What you will do
Count the lines in the entries below that contain the string "blade", and give only that number.

Record extracts
▼

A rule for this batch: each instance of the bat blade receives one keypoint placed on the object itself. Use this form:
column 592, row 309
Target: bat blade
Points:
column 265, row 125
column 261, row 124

▲

Written reply
2